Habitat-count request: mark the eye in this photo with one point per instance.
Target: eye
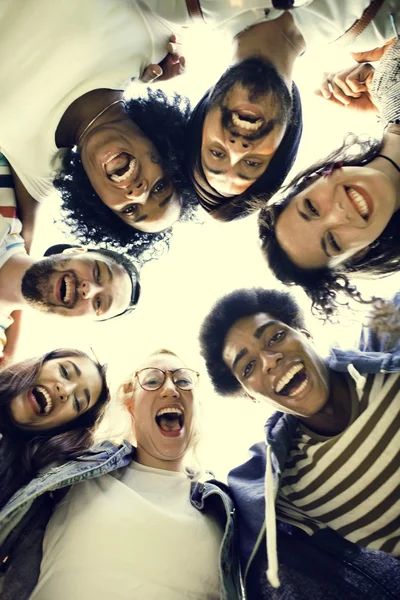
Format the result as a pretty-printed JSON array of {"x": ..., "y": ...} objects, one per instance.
[
  {"x": 311, "y": 208},
  {"x": 64, "y": 372},
  {"x": 131, "y": 209},
  {"x": 217, "y": 154},
  {"x": 159, "y": 187},
  {"x": 252, "y": 163},
  {"x": 277, "y": 337},
  {"x": 77, "y": 405},
  {"x": 249, "y": 368},
  {"x": 333, "y": 242}
]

- DIRECTIONS
Can you print every row above verbatim, omitting the pictures?

- EXERCISE OUTPUT
Habitat-count request: mark the eye in this photo with one point per instance.
Target: eye
Format the result as a pretty-printed JSON array of {"x": ..., "y": ...} objects, one per instance.
[
  {"x": 311, "y": 208},
  {"x": 64, "y": 372},
  {"x": 131, "y": 209},
  {"x": 217, "y": 154},
  {"x": 159, "y": 187},
  {"x": 252, "y": 163},
  {"x": 277, "y": 337},
  {"x": 77, "y": 405},
  {"x": 249, "y": 368},
  {"x": 333, "y": 242}
]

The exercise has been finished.